# Text provided:
##########
I'll have some free time to in the next few days to recompile with the latest commits. I'll test a few of my "large" repos.
Hello !
I've been playing around with 72196e5 and I had to use in production on a version 1 repo. It was a 3 host local repo composed of 830 GB and was correctly shrinked to 319 GB. Everything went very well and all checks are ok (including read-data). Restore tests were OK too. I have kept a backup of the original repo just in case but so far so good ! I wanted to exclude a specific folder from multiple snapshots except the last 30 days on a specific host. Here’s what I ended up doing :
restic forget --dry-run --host myhost --keep-last 30
Copied the list of snapshots listed a the end without the brackets
restic rewrite --forget --exclude /home/test/foldertoexclude <pastesnapshots>
Take a coffee, or two
restic prune
enjoy !
LGTM. I've made one final change before merging this PR: when just passing--iexclude-file the rewrite command would complain about missing excludes.
Everything went very well and all checks are ok (including read-data).
Thanks for testing! Good to hear that the PR indeed worked as expected (it's been in a good shape for some time.
Any idea when this will be in the prebuilt binaries?
It will be in the next release, which is released when it's done.
@12nick12 You might want to have a look at https://beta.restic.net/
FWIW, we're very close to a new release so stay tuned and you'll have it in your hands soon :) But indeed, nothing wrong with using the builds @aawsome pointed to (thanks for pointing that out)! I use them all the time.
@12nick12 It's out now! See: https://restic.net/blog/2023-01-12/restic-0.15.0-released/
##########
# Extracted information:

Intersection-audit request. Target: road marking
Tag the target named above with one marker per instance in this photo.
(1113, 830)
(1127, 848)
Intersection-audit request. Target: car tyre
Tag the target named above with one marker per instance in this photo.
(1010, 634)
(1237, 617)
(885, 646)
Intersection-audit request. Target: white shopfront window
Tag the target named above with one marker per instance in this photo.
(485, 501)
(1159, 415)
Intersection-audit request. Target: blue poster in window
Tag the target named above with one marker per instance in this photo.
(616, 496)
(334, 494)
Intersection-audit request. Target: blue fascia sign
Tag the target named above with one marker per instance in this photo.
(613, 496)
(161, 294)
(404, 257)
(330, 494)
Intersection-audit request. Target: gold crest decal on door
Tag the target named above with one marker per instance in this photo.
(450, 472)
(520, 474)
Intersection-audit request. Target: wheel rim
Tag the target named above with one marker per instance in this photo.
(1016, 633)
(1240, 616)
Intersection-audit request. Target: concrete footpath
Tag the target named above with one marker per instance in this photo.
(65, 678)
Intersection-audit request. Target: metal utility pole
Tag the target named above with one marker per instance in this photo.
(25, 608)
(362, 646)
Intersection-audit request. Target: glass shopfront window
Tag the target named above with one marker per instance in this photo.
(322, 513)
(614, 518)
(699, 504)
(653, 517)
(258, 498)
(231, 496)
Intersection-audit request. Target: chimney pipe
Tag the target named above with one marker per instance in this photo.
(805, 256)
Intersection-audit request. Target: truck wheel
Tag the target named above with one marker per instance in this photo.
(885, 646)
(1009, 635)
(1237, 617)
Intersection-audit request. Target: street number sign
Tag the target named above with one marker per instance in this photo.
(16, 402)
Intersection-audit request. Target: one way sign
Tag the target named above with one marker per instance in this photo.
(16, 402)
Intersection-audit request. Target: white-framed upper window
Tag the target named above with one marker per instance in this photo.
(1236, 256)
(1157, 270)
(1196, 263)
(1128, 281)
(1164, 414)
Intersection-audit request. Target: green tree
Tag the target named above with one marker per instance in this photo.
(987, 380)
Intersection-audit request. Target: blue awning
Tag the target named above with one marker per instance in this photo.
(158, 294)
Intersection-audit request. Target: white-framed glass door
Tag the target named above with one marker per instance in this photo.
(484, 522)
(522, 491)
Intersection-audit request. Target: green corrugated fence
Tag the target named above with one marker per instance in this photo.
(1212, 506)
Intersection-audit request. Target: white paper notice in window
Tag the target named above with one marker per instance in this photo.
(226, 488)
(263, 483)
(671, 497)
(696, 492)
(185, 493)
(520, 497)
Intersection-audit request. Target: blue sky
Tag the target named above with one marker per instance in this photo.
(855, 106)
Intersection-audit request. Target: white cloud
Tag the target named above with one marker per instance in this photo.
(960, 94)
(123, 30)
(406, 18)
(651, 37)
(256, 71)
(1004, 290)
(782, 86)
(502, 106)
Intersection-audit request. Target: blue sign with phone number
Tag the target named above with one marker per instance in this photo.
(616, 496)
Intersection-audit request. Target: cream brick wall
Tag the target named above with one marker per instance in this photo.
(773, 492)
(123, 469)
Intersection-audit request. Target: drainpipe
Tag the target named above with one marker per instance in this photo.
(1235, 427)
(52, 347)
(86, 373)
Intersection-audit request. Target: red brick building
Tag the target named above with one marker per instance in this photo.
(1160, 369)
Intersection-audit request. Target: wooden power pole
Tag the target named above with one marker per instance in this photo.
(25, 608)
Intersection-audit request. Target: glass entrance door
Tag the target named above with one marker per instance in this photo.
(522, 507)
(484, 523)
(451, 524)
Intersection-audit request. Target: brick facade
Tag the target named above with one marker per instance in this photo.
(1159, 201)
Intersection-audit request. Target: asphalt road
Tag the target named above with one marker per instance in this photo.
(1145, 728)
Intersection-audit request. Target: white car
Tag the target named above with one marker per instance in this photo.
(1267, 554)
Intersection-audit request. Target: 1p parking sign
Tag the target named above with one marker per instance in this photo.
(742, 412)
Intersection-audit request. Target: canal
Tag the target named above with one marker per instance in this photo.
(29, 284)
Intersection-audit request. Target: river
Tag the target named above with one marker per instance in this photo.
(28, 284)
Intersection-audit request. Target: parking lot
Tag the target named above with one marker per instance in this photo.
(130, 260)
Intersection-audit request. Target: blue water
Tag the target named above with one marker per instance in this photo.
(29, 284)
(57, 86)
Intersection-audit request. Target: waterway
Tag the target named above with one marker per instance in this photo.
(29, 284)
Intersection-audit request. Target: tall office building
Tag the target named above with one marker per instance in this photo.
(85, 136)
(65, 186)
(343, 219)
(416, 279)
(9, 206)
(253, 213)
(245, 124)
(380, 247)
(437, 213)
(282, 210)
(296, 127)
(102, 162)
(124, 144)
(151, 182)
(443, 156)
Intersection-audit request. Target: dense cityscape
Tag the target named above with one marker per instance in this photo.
##########
# Set task:
Echo the restic forum thread word for word, from "LGTM. I've made" up to and including "all the time.".

# Problem solution:
LGTM. I've made one final change before merging this PR: when just passing--iexclude-file the rewrite command would complain about missing excludes.
Everything went very well and all checks are ok (including read-data).
Thanks for testing! Good to hear that the PR indeed worked as expected (it's been in a good shape for some time.
Any idea when this will be in the prebuilt binaries?
It will be in the next release, which is released when it's done.
@12nick12 You might want to have a look at https://beta.restic.net/
FWIW, we're very close to a new release so stay tuned and you'll have it in your hands soon :) But indeed, nothing wrong with using the builds @aawsome pointed to (thanks for pointing that out)! I use them all the time.